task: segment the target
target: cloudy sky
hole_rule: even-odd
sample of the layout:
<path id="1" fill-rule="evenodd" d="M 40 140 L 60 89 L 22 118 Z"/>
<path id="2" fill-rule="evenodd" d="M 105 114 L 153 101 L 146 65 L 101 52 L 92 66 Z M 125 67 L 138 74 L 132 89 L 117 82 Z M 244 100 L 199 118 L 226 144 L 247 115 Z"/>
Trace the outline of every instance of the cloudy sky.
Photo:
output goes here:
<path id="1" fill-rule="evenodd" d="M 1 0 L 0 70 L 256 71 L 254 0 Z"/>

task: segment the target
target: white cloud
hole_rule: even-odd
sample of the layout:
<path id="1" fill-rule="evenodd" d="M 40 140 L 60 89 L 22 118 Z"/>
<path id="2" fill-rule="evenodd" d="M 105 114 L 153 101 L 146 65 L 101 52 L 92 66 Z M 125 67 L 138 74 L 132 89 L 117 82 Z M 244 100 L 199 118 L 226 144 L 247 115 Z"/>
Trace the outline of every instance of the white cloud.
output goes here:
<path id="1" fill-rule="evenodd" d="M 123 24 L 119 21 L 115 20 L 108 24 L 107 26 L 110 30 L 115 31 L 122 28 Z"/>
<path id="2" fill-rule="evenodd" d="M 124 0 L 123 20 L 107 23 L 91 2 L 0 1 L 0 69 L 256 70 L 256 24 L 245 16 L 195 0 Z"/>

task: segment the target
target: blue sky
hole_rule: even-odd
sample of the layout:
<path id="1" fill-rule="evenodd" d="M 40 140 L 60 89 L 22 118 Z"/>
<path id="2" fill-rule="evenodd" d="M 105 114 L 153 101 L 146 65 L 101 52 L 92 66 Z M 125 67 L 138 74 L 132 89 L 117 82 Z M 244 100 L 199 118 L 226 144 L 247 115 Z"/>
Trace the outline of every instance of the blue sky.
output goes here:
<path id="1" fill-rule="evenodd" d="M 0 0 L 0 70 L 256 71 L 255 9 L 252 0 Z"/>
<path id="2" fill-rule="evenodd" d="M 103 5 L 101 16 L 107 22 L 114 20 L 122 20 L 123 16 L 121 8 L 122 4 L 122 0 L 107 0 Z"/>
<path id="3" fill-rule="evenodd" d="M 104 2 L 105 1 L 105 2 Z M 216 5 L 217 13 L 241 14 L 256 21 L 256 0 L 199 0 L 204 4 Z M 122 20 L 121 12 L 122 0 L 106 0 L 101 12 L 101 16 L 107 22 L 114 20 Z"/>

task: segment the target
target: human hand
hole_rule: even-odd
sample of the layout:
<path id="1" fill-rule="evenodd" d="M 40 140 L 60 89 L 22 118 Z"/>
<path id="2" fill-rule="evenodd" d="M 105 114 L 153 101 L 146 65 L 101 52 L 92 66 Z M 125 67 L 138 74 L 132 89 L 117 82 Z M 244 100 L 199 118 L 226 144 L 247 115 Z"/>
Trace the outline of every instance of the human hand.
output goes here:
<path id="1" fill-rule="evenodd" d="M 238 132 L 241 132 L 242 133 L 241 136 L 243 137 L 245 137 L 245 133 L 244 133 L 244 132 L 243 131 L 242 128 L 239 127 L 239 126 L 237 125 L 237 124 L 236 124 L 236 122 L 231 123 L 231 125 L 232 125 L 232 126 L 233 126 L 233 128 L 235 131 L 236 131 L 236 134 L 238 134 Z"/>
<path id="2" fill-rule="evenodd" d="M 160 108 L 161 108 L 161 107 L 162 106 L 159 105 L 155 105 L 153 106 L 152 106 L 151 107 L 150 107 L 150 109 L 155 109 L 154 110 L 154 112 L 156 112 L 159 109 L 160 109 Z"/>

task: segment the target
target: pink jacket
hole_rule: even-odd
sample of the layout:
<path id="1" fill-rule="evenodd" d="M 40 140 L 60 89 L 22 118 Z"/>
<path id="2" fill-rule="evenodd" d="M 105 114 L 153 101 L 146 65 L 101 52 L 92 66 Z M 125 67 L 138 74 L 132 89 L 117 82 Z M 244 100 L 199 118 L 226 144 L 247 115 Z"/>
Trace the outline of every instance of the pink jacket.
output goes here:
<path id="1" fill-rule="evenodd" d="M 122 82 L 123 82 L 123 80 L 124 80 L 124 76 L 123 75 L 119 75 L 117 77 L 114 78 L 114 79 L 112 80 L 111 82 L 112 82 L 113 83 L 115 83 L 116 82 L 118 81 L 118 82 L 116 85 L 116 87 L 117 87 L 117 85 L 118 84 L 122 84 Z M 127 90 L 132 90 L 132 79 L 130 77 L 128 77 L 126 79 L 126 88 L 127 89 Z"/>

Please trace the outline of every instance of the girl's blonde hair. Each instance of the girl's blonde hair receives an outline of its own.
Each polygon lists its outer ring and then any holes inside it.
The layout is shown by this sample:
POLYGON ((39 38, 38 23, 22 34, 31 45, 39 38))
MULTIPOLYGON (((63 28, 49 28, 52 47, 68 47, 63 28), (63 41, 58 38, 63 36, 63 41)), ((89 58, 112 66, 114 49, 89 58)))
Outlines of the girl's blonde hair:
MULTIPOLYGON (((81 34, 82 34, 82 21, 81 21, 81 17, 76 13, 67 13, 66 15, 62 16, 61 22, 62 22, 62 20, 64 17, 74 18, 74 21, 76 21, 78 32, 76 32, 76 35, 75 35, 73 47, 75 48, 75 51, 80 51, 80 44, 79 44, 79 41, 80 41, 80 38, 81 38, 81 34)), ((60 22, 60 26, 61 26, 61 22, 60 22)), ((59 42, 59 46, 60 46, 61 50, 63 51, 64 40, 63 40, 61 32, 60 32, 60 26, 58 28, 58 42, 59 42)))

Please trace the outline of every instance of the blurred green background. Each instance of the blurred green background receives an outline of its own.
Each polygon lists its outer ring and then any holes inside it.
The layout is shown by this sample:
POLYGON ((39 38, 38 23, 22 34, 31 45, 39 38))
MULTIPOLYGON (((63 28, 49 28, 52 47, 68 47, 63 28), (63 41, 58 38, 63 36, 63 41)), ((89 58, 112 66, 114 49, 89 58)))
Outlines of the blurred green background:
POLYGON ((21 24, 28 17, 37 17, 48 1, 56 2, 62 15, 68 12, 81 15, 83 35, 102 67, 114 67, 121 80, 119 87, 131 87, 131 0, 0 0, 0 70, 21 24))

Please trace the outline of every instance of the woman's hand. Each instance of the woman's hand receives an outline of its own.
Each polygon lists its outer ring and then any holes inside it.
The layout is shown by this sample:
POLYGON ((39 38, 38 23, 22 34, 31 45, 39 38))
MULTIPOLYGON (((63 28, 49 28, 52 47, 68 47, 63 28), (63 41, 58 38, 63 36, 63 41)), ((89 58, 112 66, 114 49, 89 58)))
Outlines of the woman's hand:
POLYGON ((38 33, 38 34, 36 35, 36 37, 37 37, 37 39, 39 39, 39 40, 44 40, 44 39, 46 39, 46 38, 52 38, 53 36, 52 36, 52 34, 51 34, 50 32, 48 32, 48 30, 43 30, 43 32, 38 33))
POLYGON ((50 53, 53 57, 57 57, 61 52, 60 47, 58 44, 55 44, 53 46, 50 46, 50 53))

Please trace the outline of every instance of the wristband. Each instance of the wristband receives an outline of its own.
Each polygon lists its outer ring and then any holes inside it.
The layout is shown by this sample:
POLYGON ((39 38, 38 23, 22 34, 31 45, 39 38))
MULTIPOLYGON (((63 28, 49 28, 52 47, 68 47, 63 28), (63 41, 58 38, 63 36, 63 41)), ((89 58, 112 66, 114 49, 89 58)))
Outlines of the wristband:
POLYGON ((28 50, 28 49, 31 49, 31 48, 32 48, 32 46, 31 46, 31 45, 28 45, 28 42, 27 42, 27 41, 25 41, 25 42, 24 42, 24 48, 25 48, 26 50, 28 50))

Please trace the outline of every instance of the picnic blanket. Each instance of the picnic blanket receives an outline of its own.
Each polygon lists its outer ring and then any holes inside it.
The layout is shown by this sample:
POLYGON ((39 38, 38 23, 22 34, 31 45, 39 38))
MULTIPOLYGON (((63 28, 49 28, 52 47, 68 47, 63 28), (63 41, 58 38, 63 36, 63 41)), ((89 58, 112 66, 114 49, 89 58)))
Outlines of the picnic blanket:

============================================================

== Requirements ==
Copy the data verbatim, beginning with the line that contains "Please trace the outline of every instance of the blurred" and ending after the line that contains "POLYGON ((21 24, 28".

== Answer to the task ==
Please trace the outline of every instance of the blurred green background. Each instance of the blurred green background receives an outline of its own.
Each polygon lists its outer ring and then any holes inside it.
The layout is shown by this sample:
POLYGON ((39 38, 38 23, 22 34, 31 45, 39 38))
MULTIPOLYGON (((63 28, 49 28, 52 47, 68 47, 63 28), (63 41, 58 38, 63 36, 63 41)), ((89 58, 112 66, 114 49, 89 58)))
Outlines of the blurred green background:
POLYGON ((21 24, 28 17, 37 17, 48 1, 56 2, 62 15, 68 12, 81 15, 83 35, 102 67, 114 67, 121 80, 119 87, 131 87, 131 0, 0 0, 0 70, 21 24))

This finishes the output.